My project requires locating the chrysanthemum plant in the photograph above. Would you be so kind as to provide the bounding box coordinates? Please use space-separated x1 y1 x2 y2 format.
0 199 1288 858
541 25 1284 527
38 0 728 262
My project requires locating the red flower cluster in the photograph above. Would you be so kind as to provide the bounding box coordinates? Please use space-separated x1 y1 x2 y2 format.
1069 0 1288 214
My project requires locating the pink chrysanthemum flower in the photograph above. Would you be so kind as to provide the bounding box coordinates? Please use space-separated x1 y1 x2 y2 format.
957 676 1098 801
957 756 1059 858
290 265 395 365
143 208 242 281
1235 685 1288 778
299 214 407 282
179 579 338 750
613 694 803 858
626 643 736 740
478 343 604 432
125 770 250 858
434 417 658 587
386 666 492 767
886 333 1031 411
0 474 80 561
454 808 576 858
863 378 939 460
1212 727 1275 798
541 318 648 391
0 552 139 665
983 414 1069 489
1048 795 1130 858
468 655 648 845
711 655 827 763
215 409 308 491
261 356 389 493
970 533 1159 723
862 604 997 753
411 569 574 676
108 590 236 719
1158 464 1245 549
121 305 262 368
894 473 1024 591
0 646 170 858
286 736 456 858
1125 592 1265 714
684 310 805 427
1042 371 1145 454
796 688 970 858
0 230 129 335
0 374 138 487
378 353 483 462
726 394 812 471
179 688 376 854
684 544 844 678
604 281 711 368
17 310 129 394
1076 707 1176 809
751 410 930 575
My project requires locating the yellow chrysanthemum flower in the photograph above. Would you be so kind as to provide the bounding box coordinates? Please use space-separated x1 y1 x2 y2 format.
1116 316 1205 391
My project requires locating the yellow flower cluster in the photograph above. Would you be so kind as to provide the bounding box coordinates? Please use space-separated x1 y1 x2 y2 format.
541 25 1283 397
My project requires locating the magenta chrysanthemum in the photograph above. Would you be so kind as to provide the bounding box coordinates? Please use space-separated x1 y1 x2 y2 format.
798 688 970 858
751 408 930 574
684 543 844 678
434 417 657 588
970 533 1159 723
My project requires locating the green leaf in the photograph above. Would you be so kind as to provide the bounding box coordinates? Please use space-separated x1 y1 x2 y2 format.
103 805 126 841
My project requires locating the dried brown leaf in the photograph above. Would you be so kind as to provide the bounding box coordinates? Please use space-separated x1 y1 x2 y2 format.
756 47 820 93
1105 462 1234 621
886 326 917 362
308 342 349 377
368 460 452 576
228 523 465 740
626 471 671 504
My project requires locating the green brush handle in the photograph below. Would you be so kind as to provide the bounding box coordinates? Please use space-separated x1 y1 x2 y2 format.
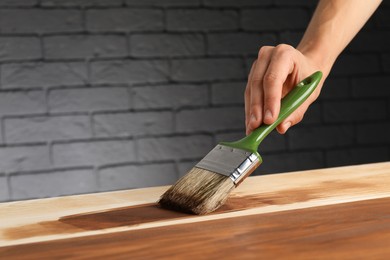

☆ ☆ ☆

## [Goal of the exercise]
Could you collect and copy out every line of the records above that contains the string "leaf", matching case exactly?

## [Solved problem]
My project requires locating the green leaf in the photograph above. Would you be so kind as to provide the bounding box coordinates? Please use space-separated x1 y1 x2 y2 format.
My project requires locating the dried brown leaf in the photograph above. Would you be so kind as to provide the bounding box coordinates? Please use space-separated x1 y1 x2 y2 format.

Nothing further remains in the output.